L’absurde, ici, est souvent au rendez-vous à travers de délicieuses micro-actions hilarantes ou/et poétiques. Les portes d’entrée claquent, une autre s’ouvre : « Avez-vous un peu de farine et deux œufs ? -Non j’n’ai qu’ du beurre. -Ah.. » répond le musicien, en remettant son violoncelle dans les bras de son voisin de palier qui reste là, hébété, les bras ballants. Mais encore, ce moment sans paroles, avec juste quelques grommellements où nous regardons, hypnotisés, un gros paquet de clés  tomber sans cesse de la serrure de la boîte aux lettres et être ramassé par son propriétaire, pour retomber à nouveau, encore, et encore…
Ou toujours cette boîte aux lettres qui semble littéralement dégueuler prospectus, magazines et autres paperasses. Les objets utilitaires, ménagers comme la fameuse boîtes aux lettres, le magnétophone portable, le radiateur etc. deviennent dans certaines scènes, des personnages à part entière. Ils entrent littéralement en action et dialoguent à leur manière, celle de la poésie, avec les protagonistes : habitants de l’immeuble.  Et ce sketch totalement burlesque lui aussi :  «Bonjour -Ah! Vous êtes chez vous ? Mmhm. -Bon, je voulais entrer; je peux ? Ou je dérange ? – Pas du tout. Entrez, je vous en prie. Qu’est-ce qui vous amène ? -J’aimerais cambrioler votre maison. -Je peux rester assis ? -Bien sûr. À vrai dire, je voulais la cambrioler professionnellement, en m’introduisant par le balcon. Mais j’étais trop fatigué. -Je n’ai pas de balcon -Ah! Vous n’avez pas de balcon. Alors cela n’aurait, de toute façon, pas fonctionné. Mais j’aurais au moins pu ouvrir la porte de l’appartement de l’extérieur, en la crochetant. Malheureusement, je suis si fatigué que j’ai oublié mon passe-partout. -Moi aussi, je suis très fatigué. (…) »

*CONSIGNE*
Dans l’extrait, que fait le musicien au moment où il répond « Ah.. » ?

*Objets enregistrés d’une collection*

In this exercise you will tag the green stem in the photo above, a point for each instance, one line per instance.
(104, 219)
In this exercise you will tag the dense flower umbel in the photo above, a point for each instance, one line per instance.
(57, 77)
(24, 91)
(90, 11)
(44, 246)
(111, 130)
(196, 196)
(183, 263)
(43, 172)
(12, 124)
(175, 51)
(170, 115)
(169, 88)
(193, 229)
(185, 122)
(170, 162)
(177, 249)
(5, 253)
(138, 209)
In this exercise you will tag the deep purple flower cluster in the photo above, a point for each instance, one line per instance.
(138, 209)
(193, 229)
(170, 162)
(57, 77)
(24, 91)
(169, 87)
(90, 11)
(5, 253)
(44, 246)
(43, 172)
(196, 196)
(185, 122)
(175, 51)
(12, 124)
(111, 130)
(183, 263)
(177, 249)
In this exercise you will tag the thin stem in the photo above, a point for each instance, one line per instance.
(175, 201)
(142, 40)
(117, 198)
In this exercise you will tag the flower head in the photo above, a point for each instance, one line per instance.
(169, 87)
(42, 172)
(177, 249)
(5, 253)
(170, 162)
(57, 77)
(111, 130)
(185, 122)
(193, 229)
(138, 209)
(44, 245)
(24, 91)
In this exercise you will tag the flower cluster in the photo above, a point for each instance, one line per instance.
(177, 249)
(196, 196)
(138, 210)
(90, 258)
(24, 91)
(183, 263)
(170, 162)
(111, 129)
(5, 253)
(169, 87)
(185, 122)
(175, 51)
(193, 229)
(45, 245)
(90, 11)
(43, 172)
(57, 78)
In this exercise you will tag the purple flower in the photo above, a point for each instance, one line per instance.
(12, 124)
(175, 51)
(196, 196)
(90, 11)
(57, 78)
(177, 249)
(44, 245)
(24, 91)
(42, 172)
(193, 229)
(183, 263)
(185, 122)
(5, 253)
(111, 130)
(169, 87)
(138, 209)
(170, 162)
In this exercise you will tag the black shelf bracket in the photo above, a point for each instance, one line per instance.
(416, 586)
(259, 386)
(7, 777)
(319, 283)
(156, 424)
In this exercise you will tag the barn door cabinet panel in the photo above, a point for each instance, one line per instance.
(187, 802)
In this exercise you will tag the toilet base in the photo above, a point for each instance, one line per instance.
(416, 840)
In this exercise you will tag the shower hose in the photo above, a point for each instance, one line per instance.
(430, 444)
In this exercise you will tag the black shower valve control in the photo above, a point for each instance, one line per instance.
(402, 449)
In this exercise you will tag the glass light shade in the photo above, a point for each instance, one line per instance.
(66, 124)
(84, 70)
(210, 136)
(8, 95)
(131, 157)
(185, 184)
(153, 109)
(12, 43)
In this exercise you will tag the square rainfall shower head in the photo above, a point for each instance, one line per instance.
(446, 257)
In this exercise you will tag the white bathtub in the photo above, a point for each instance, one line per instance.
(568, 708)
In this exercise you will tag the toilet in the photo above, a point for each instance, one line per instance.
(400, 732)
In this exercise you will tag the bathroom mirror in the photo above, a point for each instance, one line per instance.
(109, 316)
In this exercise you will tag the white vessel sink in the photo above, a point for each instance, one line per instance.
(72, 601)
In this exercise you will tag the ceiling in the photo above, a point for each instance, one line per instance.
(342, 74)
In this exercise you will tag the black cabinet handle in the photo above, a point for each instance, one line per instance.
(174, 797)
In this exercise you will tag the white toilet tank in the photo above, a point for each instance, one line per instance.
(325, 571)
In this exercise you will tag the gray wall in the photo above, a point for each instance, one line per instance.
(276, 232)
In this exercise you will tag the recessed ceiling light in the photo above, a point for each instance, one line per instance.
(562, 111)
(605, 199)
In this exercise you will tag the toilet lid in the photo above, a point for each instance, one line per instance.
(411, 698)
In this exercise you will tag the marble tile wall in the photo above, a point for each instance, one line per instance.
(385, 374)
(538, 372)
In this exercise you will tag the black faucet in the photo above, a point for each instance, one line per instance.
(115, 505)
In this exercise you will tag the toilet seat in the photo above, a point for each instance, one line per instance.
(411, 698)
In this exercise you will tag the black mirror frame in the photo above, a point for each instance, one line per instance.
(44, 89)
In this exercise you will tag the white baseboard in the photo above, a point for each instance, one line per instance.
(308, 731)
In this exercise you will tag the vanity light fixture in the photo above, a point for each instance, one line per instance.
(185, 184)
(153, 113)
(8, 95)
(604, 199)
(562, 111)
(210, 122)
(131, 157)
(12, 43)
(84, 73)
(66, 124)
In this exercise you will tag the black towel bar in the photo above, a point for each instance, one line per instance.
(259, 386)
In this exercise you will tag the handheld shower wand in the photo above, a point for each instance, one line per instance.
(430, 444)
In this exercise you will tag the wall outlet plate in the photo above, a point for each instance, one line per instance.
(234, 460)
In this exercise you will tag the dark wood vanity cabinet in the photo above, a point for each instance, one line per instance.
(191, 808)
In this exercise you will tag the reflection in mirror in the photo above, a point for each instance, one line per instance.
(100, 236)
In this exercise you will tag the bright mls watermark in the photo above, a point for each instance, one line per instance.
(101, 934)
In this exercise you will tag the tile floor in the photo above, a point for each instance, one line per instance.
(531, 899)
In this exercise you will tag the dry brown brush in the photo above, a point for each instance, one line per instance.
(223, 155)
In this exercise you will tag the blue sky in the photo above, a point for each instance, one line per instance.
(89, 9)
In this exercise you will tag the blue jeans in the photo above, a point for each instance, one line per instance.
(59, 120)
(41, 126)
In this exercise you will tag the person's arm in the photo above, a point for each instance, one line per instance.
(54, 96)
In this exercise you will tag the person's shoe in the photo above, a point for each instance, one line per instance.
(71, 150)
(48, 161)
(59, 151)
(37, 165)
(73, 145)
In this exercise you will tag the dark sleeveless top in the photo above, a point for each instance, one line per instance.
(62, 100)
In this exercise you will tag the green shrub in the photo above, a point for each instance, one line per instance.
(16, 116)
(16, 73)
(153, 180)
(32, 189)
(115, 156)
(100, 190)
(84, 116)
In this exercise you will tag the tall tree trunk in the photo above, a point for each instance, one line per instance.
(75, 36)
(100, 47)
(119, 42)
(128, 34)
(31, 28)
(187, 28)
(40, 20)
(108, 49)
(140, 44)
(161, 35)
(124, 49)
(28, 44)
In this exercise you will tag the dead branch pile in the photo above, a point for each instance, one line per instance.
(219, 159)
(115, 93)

*RÉPONSE ATTENDUE*
Il remet son violoncelle dans les bras de son voisin de palier.